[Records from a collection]
________

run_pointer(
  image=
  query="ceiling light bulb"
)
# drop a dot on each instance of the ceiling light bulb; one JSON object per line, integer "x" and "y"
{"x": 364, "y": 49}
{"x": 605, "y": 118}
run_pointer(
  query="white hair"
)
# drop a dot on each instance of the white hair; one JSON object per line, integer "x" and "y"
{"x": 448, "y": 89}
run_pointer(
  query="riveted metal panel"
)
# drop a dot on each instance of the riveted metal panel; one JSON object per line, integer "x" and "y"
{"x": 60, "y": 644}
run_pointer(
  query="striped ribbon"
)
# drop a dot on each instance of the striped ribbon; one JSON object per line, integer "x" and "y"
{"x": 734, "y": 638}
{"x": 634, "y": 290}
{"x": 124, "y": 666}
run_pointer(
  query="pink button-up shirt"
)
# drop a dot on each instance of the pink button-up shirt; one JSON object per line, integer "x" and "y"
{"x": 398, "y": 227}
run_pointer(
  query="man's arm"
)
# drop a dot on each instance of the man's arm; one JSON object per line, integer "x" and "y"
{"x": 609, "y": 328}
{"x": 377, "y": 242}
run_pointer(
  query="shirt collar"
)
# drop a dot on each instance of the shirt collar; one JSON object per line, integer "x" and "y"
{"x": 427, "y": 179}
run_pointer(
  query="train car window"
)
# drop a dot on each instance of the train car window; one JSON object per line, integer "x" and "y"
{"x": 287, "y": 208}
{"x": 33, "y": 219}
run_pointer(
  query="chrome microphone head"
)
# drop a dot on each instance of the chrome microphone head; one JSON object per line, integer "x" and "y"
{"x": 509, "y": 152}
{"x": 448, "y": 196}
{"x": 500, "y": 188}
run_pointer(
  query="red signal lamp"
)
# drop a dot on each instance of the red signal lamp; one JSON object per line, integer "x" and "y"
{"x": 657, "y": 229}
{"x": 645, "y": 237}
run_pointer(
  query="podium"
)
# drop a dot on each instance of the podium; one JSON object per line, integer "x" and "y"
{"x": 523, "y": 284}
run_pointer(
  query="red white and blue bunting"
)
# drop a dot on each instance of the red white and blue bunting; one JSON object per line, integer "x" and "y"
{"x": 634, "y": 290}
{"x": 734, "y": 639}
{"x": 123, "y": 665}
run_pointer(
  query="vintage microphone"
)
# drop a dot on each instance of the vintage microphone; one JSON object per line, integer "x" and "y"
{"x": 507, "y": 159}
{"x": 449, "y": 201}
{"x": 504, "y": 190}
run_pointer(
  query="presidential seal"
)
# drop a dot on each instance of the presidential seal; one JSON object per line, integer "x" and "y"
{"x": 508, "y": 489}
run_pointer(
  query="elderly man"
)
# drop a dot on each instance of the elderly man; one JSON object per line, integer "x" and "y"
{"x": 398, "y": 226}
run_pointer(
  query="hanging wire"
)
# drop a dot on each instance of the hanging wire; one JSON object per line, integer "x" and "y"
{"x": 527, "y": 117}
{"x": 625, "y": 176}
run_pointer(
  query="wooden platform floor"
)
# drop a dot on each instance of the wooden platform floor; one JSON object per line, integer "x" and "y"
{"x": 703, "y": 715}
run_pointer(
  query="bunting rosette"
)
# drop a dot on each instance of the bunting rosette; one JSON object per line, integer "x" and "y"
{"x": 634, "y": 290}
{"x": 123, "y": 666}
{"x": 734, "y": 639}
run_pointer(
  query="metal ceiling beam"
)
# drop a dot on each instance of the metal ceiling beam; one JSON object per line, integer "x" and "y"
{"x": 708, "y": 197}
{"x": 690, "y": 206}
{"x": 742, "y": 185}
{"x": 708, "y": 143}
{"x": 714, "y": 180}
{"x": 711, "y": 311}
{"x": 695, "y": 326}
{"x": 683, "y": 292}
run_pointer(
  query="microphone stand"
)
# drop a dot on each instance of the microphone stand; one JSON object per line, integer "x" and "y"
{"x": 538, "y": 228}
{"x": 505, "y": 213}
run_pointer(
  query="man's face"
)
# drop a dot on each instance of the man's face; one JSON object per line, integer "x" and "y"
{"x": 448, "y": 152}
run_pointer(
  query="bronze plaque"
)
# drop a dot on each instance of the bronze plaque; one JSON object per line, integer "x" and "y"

________

Task to complete:
Write out every entry again, keeping each line exactly the same.

Finished task:
run_pointer(
  image=
  query="ceiling light bulb"
)
# drop a dot on each instance of the ceiling light bulb; one JSON object per line, integer "x" and "y"
{"x": 364, "y": 49}
{"x": 605, "y": 118}
run_pointer(
  query="white hair"
)
# drop a dot on each instance of the white hair; one JSON object per line, integer "x" and "y"
{"x": 448, "y": 89}
run_pointer(
  query="riveted metal panel"
)
# drop a dot on each instance of the riveted metal panel; one JSON object per line, integer "x" and "y"
{"x": 60, "y": 644}
run_pointer(
  query="striped ribbon"
)
# drop a dot on each instance of the striped ribbon; one JSON object per line, integer "x" and "y"
{"x": 734, "y": 638}
{"x": 634, "y": 290}
{"x": 124, "y": 666}
run_pointer(
  query="pink button-up shirt"
)
# drop a dot on each instance of the pink button-up shirt; one JSON object per line, integer "x" and "y"
{"x": 398, "y": 227}
run_pointer(
  query="man's arm"
)
# drop a dot on each instance of the man's arm; one JSON object per line, integer "x" and "y"
{"x": 609, "y": 328}
{"x": 377, "y": 242}
run_pointer(
  query="shirt collar"
)
# drop a dot on each instance of the shirt collar; one JSON object per line, integer "x" and "y"
{"x": 427, "y": 179}
run_pointer(
  query="train car window"
)
# drop a dot on each instance of the train car window; one JSON object per line, integer "x" and "y"
{"x": 287, "y": 208}
{"x": 33, "y": 219}
run_pointer(
  query="chrome microphone head"
)
# drop a dot on each instance of the chrome microphone head; one JSON object per line, integer "x" and "y"
{"x": 509, "y": 152}
{"x": 448, "y": 196}
{"x": 500, "y": 188}
run_pointer(
  query="red signal lamp"
)
# drop a dot on each instance of the red signal lamp; one JSON object per line, integer "x" and "y"
{"x": 657, "y": 229}
{"x": 645, "y": 237}
run_pointer(
  query="podium"
)
# drop a dot on each instance of the podium; one JSON object per line, integer "x" and "y"
{"x": 523, "y": 284}
run_pointer(
  query="red white and blue bunting"
)
# drop a dot on each instance of the red white and blue bunting; one JSON object per line, integer "x" and "y"
{"x": 634, "y": 290}
{"x": 734, "y": 639}
{"x": 123, "y": 665}
run_pointer(
  query="vintage microphone"
)
# drop a dot on each instance of the vintage microphone; one JSON object per line, integer "x" and "y"
{"x": 507, "y": 159}
{"x": 449, "y": 201}
{"x": 504, "y": 190}
run_pointer(
  query="presidential seal"
)
# drop a dot on each instance of the presidential seal; one JSON object per line, integer "x" and "y"
{"x": 508, "y": 489}
run_pointer(
  query="elderly man"
)
# drop a dot on each instance of the elderly man; one JSON object per line, integer "x" and "y"
{"x": 398, "y": 226}
run_pointer(
  query="hanging wire"
)
# drop a dot on each instance of the hanging wire; one JSON object per line, integer "x" and "y"
{"x": 527, "y": 117}
{"x": 625, "y": 176}
run_pointer(
  query="wooden platform floor"
)
# drop a dot on each instance of the wooden platform floor; one JSON object per line, integer "x" and "y"
{"x": 703, "y": 715}
run_pointer(
  query="bunting rosette"
)
# drop a dot on each instance of the bunting rosette; one JSON object per line, integer "x" and "y"
{"x": 634, "y": 290}
{"x": 123, "y": 666}
{"x": 734, "y": 639}
run_pointer(
  query="metal ceiling beam"
)
# drop a dot on each instance of the metal ceiling beam; one JSON object per line, integer "x" and "y"
{"x": 708, "y": 197}
{"x": 690, "y": 206}
{"x": 742, "y": 185}
{"x": 708, "y": 143}
{"x": 714, "y": 180}
{"x": 711, "y": 311}
{"x": 695, "y": 326}
{"x": 683, "y": 292}
run_pointer(
  query="microphone stand"
)
# drop a dot on each instance of the microphone stand; one JSON object per line, integer "x" and "y"
{"x": 538, "y": 228}
{"x": 505, "y": 213}
run_pointer(
  query="man's face"
)
# drop a dot on each instance of the man's face; one JSON object per line, integer "x" and "y"
{"x": 448, "y": 152}
run_pointer(
  query="bronze plaque"
)
# drop a dot on each instance of the bronze plaque; one JSON object per line, integer "x" and "y"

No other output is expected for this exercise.